Study text
=== Section Start ===
For nearly 400 years, the policy of the law has been to fix definite time limits (usually six but often three years) for prosecuting civil claims.  The enactment of time limitations has been driven by the general perception that ‘[w]here there is delay the whole quality of justice deteriorates.’  Sometimes the deterioration in quality is palpable, as in the case where a crucial witness is dead or an important document has been destroyed.  But sometimes, perhaps more often than we realise, the deterioration in quality is not recognisable even by the parties.  Prejudice may exist without the parties or anybody else realising that it exists.  As the United States Supreme Court pointed out in Barker v Wingo, ‘what has been forgotten can rarely be shown’.  So, it must often happen that important, perhaps decisive, evidence has disappeared without anybody now ‘knowing’ that it ever existed.[12] 

[11](1996) 186 CLR 541.

[12]Ibid 551 (emphasis added).

  1. I conclude that Ms Francis’s inordinate and inexcusable delay has caused a more than minimal increase to the risk that a fair trial of this proceeding will no longer be possible.  That is enough to dispose of the appeal, by justifying its dismissal.  However, as the matter was fully argued, I will proceed to consider whether there is an additional reason why the appeal should be dismissed, because the delay has caused or is likely to cause serious prejudice to Mr Bunnett.
=== Section End ===
(Stored data entries)
=== Section Start ===
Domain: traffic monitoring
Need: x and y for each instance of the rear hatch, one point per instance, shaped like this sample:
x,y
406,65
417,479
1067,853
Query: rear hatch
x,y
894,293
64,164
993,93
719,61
=== Section End ===
Tasks for this exercise
• a. According to the passage on delay, for how long has the law's policy been to fix definite time limits for prosecuting civil claims?
• b. Say whether each statement agrees with the passage on delay, answering yes or no and quoting the deciding words: (i) The time limits for prosecuting civil claims are usually six years. (ii) Barker v Wingo is cited as a remark of the High Court of Australia. (iii) Prejudice caused by delay is always recognizable to the parties.
• c. Pick up the passage on delay after its final sentence and carry it forward.
The rows stand apart from the passage on delay and are separate material.

Task answers
• a. For nearly 400 years.

• b.
(i) Yes: "usually six but often three years"
(ii) No: "As the United States Supreme Court pointed out in Barker v Wingo"
(iii) No: "Prejudice may exist without the parties or anybody else realising that it exists."

• c.
Has the delay caused serious prejudice to Mr Bunnett?

  1. The parties accepted that prejudice need not be directly proved.  Prejudice may be inferred from all the circumstances of the case.[13] 

    [13]Bishopsgate Insurance Ltd (In liq) v Deloitte Haskins & Sells [1999] 3 VR 863, [33].

  1. Material prejudice for this purpose includes a person being subjected to allegations and possible unfavourable findings about his or her professional reputation.[14]  It is prejudice of this kind which Mr Bunnett relies upon.  He contends that serious allegations of professional negligence, if not impropriety, are alleged against him and have been unreasonably maintained for an inordinate and inexcusable period.  I accept that prejudice of this kind can be inferred in this case.  The question is whether the prejudice is properly described as ‘serious prejudice’. 

    [14]Ibid [43], [60].

  1. It was submitted on behalf of Ms Francis that it is not serious prejudice.  Counsel referred to the lack of any evidence that any clients have shunned Mr Bunnett, or that his reputation has been sullied by comment about the allegations in this case.  He submitted that this proceeding is not like the Bishopsgate case, where the allegations of professional negligence were made against auditors in relation to the collapse of a large public company and had been widely reported in the media; as this is essentially a private case which has attracted no publicity.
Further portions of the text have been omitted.